**Exercise aim**
Rename "photo" to "image" everywhere in the listing below and return it otherwise unchanged, without the pictures.
— BEGIN Given information —
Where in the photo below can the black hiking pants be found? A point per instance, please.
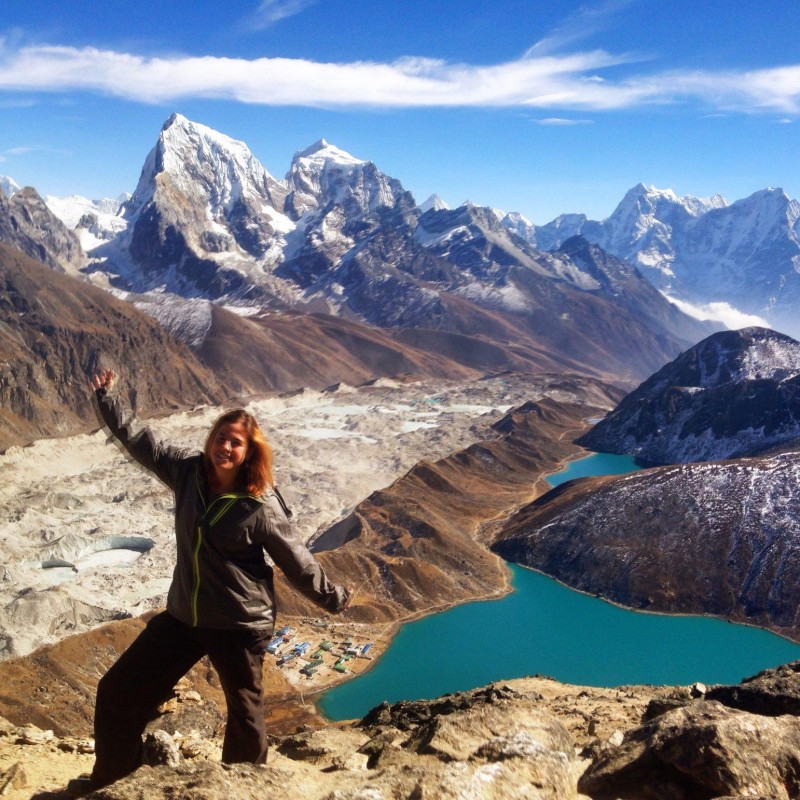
(129, 694)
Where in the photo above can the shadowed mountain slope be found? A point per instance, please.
(735, 393)
(719, 538)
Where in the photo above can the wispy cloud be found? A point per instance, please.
(569, 82)
(560, 121)
(725, 313)
(581, 24)
(271, 11)
(14, 151)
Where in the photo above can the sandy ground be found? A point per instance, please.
(86, 536)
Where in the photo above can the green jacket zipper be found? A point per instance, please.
(231, 499)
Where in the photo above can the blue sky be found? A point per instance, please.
(529, 106)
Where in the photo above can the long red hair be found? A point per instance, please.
(255, 474)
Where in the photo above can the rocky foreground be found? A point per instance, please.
(531, 738)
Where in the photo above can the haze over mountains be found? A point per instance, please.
(330, 274)
(215, 280)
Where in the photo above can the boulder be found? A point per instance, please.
(704, 750)
(772, 692)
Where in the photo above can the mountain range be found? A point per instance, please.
(331, 273)
(216, 248)
(703, 251)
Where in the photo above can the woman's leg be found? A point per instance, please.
(131, 691)
(238, 657)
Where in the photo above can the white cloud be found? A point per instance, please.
(562, 82)
(271, 11)
(725, 313)
(556, 121)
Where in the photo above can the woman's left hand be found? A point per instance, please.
(103, 379)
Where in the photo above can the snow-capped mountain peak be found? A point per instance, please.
(199, 158)
(8, 185)
(324, 175)
(324, 152)
(435, 203)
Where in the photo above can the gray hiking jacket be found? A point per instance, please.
(221, 578)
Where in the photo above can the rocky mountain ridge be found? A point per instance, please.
(718, 538)
(531, 738)
(736, 393)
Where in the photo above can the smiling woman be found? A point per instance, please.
(221, 602)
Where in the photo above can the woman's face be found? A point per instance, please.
(229, 449)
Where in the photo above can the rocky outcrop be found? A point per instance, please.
(721, 538)
(531, 738)
(736, 393)
(27, 224)
(704, 750)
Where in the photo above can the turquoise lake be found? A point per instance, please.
(547, 629)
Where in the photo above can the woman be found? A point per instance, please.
(221, 601)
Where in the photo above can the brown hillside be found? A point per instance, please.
(56, 330)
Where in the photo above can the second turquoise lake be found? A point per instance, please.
(545, 628)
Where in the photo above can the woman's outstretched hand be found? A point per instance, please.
(103, 379)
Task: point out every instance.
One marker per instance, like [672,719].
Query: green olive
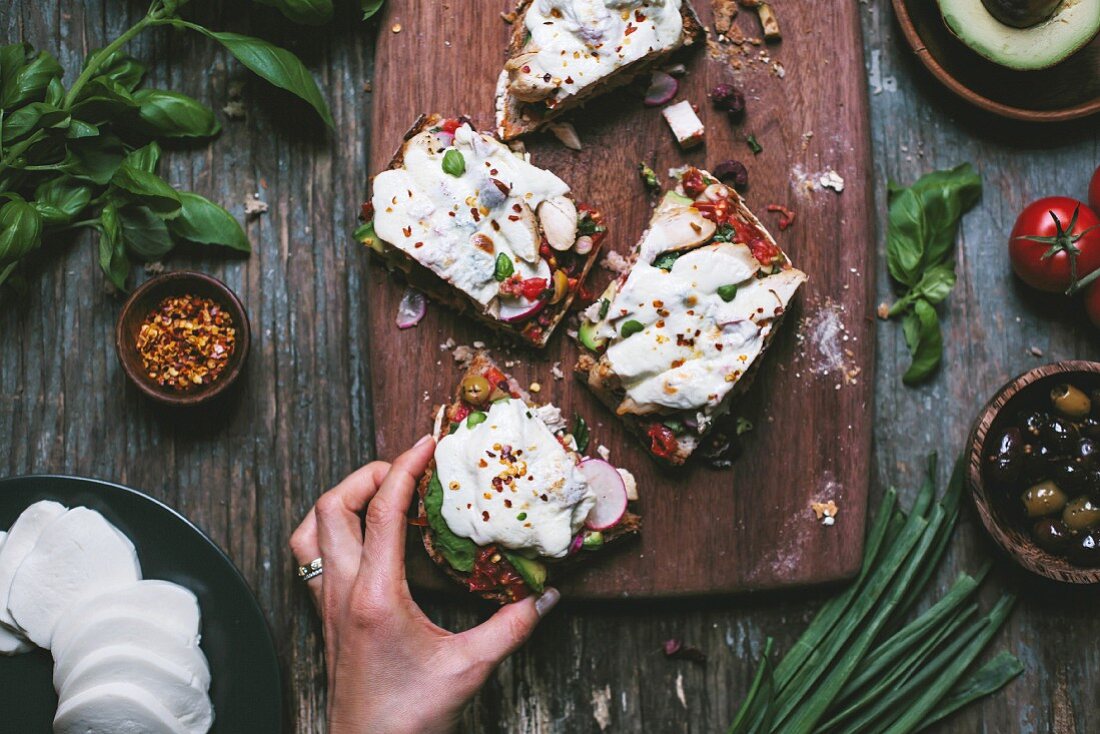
[475,390]
[1070,402]
[1044,499]
[1081,514]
— END Given information —
**Reply to the task**
Where in the image below can the black hiking pants be found? A point per instance, please.
(129, 694)
Where in the image above can the shadowed mountain slope be found? A point per instance, please.
(735, 393)
(719, 538)
Where in the image above can the wispy cloud be found? A point per instance, please.
(569, 82)
(560, 121)
(725, 313)
(581, 24)
(271, 11)
(14, 151)
Where in the image above can the sandy ground be found? A point per instance, please.
(86, 536)
Where in the image above can the green jacket zipper be found? A point per instance, please.
(231, 499)
Where in the image above can the blue sky be found? A point per instance, please.
(529, 106)
Where in the image above can the long red hair be found? A point per instance, please.
(255, 474)
Where in the image above can the rocky foreground be found? A point per instance, please.
(531, 738)
Where in the image above can the haze over mountains be found? A point per instance, please.
(330, 274)
(215, 280)
Where in the image above can the boulder be found? A point per instance, please.
(704, 750)
(772, 692)
Where in the image above can the mountain range be found? A point per instance, please.
(331, 273)
(216, 248)
(703, 251)
Where in the image above can the woman's leg be found? A point per instance, please.
(131, 691)
(238, 657)
Where in the image above can the white cloud be found? A point per instance, please.
(562, 82)
(271, 11)
(725, 313)
(556, 121)
Where in the image above can the woman's left hand be found? A point per instance, please.
(103, 379)
Where in the image above can the snow-capped mountain peak be found? A point per instance, please.
(199, 158)
(8, 185)
(324, 175)
(324, 152)
(435, 203)
Where in the image above can the gray hiking jacket be found? A point per instance, please.
(221, 578)
Where in the image above can the rocky mountain ridge be found? A point per instance, please.
(718, 538)
(531, 738)
(736, 393)
Where in the image above can the smiling woman be found? A point per instance, please.
(221, 602)
Where in the image above can the woman's face be found? A point per instance, please.
(229, 449)
Where in the image above can the rocky outcrop be found? A point per instance, please.
(721, 538)
(531, 738)
(736, 393)
(27, 224)
(704, 750)
Where in the image above can the turquoise lake be found? A point per instance, please.
(547, 629)
Where in the image above can the woman be found? A point per instance, please.
(221, 601)
Where in the image above can the brown hillside be found? A point per instance, please.
(56, 330)
Where in the image above can the second turquoise lake be found? A point per instance, please.
(545, 628)
Where in the image above can the woman's outstretched hand be found? A point per instance, please.
(103, 379)
Task: point out every instance.
One marker per instance, like [672,719].
Query: green olive
[475,390]
[1070,402]
[1044,499]
[1081,514]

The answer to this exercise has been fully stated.